- Texte fourni:
★ ★ ★
Dans le cadre des activités de «Mars au féminin», l’espace culturel Bachir Mentouri a organisé, lundi dernier, une rencontre  intitulée « Des femmes  et des parcours ».

Deux femmes au profil différent  mais animées par la même passion de leur métier se sont relayées sur l’estrade de l’espace culturel Bachir Mentouri pour parler de  leur parcours respectifs.  La conférence a été modérée par  Fouzia Laradi,  poétesse,  écrivaine et attaché culturelle auprès de l’Etablissement Art et Culture.

Cette rencontre a été étrennée par Lamia Kassimi,  directrice de la revue Essiyahi. Sur un ton nostalgique, elle se souvient que l’espace qui l’accueille, aujourd’hui même, lui fait rappeler de bons souvenirs. Un espace qui abritait, jadis, la médiathèque d’Art et Culture avec son espace internet. 

C’était en 1999 alors qu’elle était étudiante.  «Quand nous étions étudiants, dit-elle, nous avions vécu une période difficile durant la décennie noire. La peur était devenue un défi, surtout que ma spécialité à l’université était la communication. Pour rappel, les intellectuels et les journalistes étaient directement menacés par le terrorisme. Beaucoup sont morts d’ailleurs. Par ailleurs, quand j’étais à l’université je me disais pourquoi la jeunesse étrangère éprouve un véritable plaisir de découvrir  son pays.»
★ ★ ★
Une suite d'items

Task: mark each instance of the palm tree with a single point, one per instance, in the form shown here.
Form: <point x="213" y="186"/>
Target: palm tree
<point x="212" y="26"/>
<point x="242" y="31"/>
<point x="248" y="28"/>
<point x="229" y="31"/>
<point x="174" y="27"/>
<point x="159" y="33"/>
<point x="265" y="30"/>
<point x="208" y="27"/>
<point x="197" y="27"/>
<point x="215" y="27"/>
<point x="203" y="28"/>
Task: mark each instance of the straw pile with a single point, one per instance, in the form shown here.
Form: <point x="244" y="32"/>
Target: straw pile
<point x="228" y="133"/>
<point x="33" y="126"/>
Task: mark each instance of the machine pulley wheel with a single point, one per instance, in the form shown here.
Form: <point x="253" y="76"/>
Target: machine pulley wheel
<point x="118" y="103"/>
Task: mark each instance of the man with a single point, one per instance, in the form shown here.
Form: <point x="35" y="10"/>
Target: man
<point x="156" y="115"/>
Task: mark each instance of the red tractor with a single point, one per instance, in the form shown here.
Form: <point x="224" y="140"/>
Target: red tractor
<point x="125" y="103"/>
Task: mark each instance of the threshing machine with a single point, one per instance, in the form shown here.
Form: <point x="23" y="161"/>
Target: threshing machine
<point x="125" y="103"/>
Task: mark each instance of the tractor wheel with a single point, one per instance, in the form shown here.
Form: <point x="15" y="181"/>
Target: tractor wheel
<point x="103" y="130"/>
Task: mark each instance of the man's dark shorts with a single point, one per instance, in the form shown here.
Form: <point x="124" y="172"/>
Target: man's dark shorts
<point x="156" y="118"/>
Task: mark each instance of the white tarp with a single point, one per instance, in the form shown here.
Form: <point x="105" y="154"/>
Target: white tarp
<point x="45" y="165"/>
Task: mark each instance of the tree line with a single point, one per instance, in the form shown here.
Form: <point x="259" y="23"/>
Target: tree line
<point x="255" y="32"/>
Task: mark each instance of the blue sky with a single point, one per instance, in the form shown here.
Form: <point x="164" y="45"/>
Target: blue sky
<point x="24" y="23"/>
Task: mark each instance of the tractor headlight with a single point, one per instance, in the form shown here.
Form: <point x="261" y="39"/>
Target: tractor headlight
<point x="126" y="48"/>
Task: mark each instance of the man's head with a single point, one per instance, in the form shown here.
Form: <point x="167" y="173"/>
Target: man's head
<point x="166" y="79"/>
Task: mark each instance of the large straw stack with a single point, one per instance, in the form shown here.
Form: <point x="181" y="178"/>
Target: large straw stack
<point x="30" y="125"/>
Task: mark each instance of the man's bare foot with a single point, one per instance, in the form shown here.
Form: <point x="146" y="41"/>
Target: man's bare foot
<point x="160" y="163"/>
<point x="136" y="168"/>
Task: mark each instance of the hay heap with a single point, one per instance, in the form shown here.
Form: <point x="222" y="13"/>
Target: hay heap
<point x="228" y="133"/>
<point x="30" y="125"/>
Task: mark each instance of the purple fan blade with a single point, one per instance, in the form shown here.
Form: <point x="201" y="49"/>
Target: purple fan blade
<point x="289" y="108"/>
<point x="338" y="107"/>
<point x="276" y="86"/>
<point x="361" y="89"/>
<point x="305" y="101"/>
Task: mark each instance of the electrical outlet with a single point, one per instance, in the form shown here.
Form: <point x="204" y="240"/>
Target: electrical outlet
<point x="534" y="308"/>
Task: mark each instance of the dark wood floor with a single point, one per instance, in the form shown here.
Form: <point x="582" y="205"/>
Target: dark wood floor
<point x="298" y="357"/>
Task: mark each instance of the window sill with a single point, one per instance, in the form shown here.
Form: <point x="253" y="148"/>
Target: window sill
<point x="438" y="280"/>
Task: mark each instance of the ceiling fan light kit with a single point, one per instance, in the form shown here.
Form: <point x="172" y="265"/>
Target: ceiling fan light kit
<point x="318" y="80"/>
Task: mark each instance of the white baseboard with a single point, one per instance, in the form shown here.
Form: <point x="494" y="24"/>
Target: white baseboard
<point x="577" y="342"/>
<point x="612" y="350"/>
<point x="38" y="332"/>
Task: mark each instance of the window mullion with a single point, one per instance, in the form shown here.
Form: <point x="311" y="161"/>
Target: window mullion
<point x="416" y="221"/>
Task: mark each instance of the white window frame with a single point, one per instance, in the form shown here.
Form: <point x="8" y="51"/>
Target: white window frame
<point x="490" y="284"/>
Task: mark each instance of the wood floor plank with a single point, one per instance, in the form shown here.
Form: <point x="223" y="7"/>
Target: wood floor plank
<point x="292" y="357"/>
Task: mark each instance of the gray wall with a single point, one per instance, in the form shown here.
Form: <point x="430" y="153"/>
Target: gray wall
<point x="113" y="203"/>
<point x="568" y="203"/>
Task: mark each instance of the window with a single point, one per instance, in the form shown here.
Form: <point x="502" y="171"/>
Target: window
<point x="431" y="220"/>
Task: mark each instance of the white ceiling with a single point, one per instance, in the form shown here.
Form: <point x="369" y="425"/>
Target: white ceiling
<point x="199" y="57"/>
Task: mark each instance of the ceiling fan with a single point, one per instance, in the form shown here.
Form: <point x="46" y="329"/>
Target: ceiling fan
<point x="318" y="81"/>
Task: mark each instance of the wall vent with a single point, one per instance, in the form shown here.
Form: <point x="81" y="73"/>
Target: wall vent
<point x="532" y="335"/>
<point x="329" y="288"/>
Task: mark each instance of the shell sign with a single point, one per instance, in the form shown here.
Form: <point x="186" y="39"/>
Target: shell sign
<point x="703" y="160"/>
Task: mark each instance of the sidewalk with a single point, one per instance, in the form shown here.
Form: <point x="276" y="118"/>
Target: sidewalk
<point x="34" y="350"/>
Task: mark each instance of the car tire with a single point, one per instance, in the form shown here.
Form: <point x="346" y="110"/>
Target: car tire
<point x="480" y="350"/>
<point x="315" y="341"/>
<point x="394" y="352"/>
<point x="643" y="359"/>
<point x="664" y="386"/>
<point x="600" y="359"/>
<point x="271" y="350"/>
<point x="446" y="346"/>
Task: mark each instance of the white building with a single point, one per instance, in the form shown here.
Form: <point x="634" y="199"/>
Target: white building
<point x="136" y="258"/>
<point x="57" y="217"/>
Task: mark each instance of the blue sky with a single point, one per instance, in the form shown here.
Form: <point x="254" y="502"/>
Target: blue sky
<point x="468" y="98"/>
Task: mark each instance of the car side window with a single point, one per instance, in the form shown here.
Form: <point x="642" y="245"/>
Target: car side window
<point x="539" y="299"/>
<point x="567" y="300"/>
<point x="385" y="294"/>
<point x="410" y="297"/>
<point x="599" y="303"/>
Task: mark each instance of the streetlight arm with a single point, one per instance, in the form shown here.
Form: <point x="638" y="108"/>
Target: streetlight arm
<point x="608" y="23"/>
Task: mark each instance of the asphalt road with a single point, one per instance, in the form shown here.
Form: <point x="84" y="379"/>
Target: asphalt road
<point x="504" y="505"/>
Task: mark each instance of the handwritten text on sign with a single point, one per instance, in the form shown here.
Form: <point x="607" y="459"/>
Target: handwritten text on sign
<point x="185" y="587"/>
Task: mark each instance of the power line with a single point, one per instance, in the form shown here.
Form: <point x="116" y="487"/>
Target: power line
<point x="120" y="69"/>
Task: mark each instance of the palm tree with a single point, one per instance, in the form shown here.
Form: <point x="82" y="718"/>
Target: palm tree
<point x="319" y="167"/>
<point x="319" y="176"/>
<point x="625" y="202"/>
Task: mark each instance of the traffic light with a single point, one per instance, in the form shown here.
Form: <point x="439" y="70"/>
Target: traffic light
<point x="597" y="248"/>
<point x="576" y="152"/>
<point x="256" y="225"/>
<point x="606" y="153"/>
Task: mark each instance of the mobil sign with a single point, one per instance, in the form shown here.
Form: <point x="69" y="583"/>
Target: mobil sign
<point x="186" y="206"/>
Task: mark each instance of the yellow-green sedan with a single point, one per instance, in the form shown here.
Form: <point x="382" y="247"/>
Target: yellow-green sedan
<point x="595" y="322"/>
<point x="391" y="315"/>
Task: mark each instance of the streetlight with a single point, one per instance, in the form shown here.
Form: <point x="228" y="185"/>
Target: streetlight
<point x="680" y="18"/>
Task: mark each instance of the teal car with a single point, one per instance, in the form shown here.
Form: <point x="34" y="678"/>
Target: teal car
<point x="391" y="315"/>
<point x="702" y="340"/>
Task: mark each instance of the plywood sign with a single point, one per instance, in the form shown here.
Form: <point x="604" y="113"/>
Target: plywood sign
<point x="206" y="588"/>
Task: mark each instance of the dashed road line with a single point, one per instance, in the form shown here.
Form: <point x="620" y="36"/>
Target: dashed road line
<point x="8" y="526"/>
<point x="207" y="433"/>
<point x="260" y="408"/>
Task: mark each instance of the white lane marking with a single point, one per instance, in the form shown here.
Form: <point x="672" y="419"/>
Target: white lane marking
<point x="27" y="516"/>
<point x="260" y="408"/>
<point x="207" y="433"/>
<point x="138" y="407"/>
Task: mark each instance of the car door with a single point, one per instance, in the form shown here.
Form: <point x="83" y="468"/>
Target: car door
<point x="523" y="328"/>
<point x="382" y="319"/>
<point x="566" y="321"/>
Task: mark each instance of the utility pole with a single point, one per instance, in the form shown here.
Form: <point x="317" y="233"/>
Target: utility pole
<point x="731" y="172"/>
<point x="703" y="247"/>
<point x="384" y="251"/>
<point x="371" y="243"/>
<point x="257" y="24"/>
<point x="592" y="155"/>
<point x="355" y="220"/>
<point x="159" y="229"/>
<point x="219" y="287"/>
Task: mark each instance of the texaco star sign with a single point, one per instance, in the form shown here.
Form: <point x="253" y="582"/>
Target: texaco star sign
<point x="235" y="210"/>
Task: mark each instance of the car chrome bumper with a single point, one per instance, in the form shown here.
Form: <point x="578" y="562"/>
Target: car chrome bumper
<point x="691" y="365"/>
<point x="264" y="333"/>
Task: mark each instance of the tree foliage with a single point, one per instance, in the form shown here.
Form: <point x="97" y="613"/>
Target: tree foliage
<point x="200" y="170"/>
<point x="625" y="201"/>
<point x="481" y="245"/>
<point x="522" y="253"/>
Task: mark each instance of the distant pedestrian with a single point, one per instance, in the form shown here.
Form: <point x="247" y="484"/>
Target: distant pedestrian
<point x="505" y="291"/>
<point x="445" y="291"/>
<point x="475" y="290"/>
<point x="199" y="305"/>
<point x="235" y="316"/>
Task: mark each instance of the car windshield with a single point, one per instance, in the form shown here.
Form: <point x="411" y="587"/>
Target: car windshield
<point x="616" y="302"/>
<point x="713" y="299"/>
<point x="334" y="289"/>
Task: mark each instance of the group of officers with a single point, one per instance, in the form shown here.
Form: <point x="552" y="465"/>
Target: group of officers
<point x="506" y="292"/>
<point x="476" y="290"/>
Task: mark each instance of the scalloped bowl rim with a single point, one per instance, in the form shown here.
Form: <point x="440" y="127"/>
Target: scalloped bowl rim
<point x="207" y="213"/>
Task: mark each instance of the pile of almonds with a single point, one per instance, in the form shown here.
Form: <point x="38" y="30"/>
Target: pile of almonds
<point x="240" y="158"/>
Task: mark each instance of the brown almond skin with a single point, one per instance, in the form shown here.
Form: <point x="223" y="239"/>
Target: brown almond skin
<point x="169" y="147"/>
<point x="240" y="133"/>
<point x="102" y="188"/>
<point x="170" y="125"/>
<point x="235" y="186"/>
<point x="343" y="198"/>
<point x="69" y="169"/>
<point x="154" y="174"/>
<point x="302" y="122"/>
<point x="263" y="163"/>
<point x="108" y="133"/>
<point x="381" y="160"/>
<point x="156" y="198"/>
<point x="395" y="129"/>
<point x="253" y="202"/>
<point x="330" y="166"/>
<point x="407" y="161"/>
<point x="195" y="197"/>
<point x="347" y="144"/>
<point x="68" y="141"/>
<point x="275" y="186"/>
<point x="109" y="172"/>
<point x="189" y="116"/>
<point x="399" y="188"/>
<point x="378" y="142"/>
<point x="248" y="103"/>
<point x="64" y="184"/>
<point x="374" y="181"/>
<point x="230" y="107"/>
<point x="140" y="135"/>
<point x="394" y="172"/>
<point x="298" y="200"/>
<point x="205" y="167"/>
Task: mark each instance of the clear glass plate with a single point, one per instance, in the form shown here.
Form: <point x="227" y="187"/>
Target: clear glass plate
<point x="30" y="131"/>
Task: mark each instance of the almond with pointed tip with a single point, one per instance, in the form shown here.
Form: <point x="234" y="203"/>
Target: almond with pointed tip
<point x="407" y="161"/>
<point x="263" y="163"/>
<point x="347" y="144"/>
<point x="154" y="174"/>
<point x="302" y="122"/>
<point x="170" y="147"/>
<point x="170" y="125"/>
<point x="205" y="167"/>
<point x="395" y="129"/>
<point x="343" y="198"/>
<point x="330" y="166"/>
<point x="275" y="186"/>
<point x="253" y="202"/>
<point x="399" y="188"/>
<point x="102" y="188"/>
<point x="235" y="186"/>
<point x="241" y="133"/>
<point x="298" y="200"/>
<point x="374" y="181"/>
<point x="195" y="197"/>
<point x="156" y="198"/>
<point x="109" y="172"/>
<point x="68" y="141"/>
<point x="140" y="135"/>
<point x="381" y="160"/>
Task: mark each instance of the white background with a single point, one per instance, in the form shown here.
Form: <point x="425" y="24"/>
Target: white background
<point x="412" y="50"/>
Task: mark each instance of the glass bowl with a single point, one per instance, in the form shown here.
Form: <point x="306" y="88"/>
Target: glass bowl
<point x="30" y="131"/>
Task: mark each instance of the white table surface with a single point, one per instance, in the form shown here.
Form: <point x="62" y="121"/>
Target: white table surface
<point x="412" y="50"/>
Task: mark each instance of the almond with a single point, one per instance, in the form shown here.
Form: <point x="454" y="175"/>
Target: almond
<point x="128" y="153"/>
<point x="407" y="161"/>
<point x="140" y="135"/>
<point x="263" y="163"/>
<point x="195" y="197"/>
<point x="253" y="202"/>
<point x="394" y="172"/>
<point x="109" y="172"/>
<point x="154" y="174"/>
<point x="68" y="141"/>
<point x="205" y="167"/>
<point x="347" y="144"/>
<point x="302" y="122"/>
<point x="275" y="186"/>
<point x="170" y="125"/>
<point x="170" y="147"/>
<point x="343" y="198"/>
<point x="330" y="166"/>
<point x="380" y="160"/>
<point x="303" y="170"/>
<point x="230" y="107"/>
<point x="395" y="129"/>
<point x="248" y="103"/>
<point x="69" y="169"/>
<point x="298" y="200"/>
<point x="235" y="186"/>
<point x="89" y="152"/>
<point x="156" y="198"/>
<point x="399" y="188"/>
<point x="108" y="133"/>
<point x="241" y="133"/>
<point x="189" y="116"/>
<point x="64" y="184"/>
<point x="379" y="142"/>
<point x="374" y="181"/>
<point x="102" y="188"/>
★ ★ ★
- Exercices écrits:
(1) D'après le texte sur la rencontre « Des femmes et des parcours », quelles fonctions occupe Fouzia Laradi ? Citez-les toutes.
(2) Poursuivez le texte sur la rencontre « Des femmes et des parcours » à partir de sa dernière phrase.
Ces items forment un matériau à part, indépendant du texte.

- Exercices corrigés:
(1)
- poétesse
- écrivaine
- attaché culturelle auprès de l'Etablissement Art et Culture

(2)
Cette passionnée d’art au pluriel  a  effectué sa première visite au musée du Bardo à Alger en 1988 alors qu’elle était étudiante. Cette  petite excursion en groupe l’a tellement subjuguée qu’une idée a grandi dans son esprit : celle de découvrir  notre tourisme, qui, selon elle, fait partie intégrante de notre histoire.

Tout en étant étudiante, Lamia Kassimi a collaboré dans plusieurs journaux algériens. Une fois  son diplôme universitaire en poche, elle fait face au chômage un certain temps avant de rejoindre certaines rédactions en qualité de chef de rubrique de la culturelle.

Après une longue période de léthargie et après une amélioration de la sécurité dans le pays, Lamia Kassimi marque son retour en force dans le milieu culturel et touristique à la fois. Son but premier était alors de faire découvrir les régions algériennes.

Elle soutient qu’au cours de tous les voyages effectués, une question l’a taraudée : pourquoi le tourisme n’est-il pas développé en Algérie ?

A l’âge de 25 ans, elle décide de lever le pied quelques années de sa passion pour le tourisme, pour fonder une famille. Mais cela ne l’a pas empêché d’être productive en publiant des livres et en collaborant dans un hebdomadaire arabophone.

Elle reprend le chemin de l’université pour poursuivre des études supérieures poussées. C’est là qu’elle décide de créer  une revue spécialisée dans le tourisme, Essiyahi. «J’avais constaté, explique-t-elle, que les éditeurs n’accordaient pas tellement d’importance à ce secteur alors que le potentiel existait».

Soutien de l’état pour le tourisme

Lamia Kassimi reconnait que depuis dix ans, un changement s’est opéré dans l’esprit de l’Algérien en direction du tourisme. «L’Algérien prépare un budget spécial pour ses vacances.

Il choisit sa destination, même  les jeunes pensent à faire des safaris. Nous ne pouvons pas concevoir le tourisme sans, entre autres, le transport, la sécurité et sans le soutien de l’Etat»,  martelle-t-elle. Pour sa part, Radia Soulane Boutouil, diplômée en tourisme et guide free-lance agréée est revenue sur son  long et riche parcours.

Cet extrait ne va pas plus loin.